■ **REQUIRED WORK**
In this exercise, return the whole listing exactly, excluding any images.
▼▼▼
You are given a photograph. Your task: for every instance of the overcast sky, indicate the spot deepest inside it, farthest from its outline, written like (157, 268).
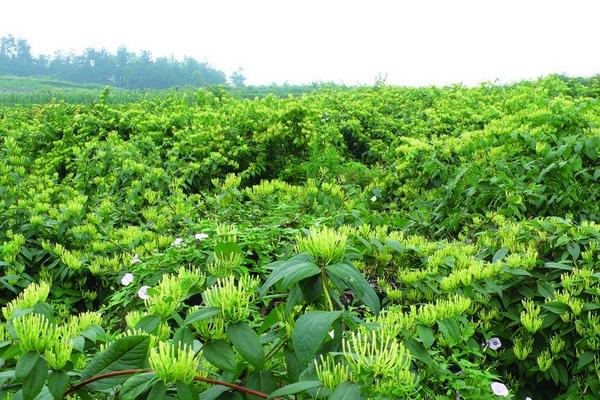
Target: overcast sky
(420, 42)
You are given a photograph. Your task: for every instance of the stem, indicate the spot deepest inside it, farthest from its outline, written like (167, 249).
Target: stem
(325, 283)
(233, 386)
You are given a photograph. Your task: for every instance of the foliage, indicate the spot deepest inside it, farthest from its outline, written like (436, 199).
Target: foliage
(351, 243)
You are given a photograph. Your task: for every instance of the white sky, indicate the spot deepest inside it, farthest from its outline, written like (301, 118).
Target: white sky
(420, 42)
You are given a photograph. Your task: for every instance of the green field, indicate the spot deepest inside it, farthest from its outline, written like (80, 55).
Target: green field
(341, 243)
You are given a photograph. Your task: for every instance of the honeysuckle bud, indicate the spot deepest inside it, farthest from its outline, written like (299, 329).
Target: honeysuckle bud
(544, 360)
(33, 294)
(557, 344)
(324, 245)
(29, 328)
(59, 353)
(522, 347)
(173, 364)
(332, 373)
(232, 299)
(372, 352)
(143, 292)
(530, 317)
(224, 265)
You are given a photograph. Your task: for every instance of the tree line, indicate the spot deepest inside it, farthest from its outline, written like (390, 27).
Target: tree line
(123, 68)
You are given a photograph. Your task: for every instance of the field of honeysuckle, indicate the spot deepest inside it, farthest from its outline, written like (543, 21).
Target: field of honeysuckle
(358, 243)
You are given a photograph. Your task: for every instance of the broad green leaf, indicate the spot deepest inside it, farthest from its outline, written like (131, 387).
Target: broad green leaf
(149, 323)
(298, 273)
(25, 364)
(203, 313)
(426, 335)
(295, 388)
(186, 391)
(58, 382)
(158, 391)
(137, 384)
(263, 381)
(220, 354)
(36, 379)
(346, 391)
(247, 343)
(282, 269)
(359, 285)
(129, 352)
(310, 331)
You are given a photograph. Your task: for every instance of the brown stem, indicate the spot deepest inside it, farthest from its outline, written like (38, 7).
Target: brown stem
▲▲▲
■ **THE COMPLETED TASK**
You are given a photograph. Your task: for every instance of the overcast sky, indicate the spot deepest inside it, farthest from its outline, written like (157, 268).
Target: overcast sky
(420, 42)
You are given a photograph. Your task: for every instance of the stem, indicate the spot deepest inside it, farthest from its outline, written like (167, 249).
Target: stem
(325, 283)
(233, 386)
You are given a photograph. Your task: for every instance of the foliage, indicate the spot deepest inside it, farthest from its outline, written like (436, 199).
Target: foliage
(351, 243)
You are given a photograph. Your task: for every instance of the white sky, indicate the spot deepest inside it, farthest from its outline, written like (301, 118).
Target: white sky
(420, 42)
You are given a photograph. Your task: for every instance of the green field, indicate the spot deepest inside it, farthest from its outline, written like (80, 55).
Target: green field
(341, 243)
You are given a photograph. Your task: for every instance of the honeysuckle bud, indicate the spot deepest inside it, farthest from its outline, written like (299, 329).
Target: honeysuckle bud
(544, 360)
(33, 294)
(557, 344)
(324, 245)
(29, 328)
(59, 353)
(522, 347)
(173, 364)
(332, 373)
(232, 299)
(372, 352)
(143, 292)
(530, 317)
(224, 265)
You are given a photograph. Your task: for every instance of the tree line, indicate the spot deepest inside it, farthest from its outline, written like (390, 27).
Target: tree line
(123, 68)
You are given a photograph. Your task: for every instance of the field of honeysuckle, indicate the spot deepest inside it, farthest from its outline, written like (543, 21).
Target: field of honeysuckle
(358, 243)
You are given a photograph. Your task: for every instance of the broad green leaf, indicate the spot deepest inside it, farthest from its outline, written like (131, 387).
Target: broad green leaf
(149, 323)
(298, 273)
(25, 364)
(203, 313)
(426, 335)
(295, 388)
(186, 391)
(58, 382)
(158, 391)
(137, 384)
(263, 381)
(220, 354)
(36, 379)
(346, 391)
(247, 343)
(282, 269)
(359, 285)
(129, 352)
(310, 331)
You are given a photograph. Your task: for every instance of the brown stem, indicate the spot deepest inside it, farthest from its outline, written like (38, 7).
Target: brown stem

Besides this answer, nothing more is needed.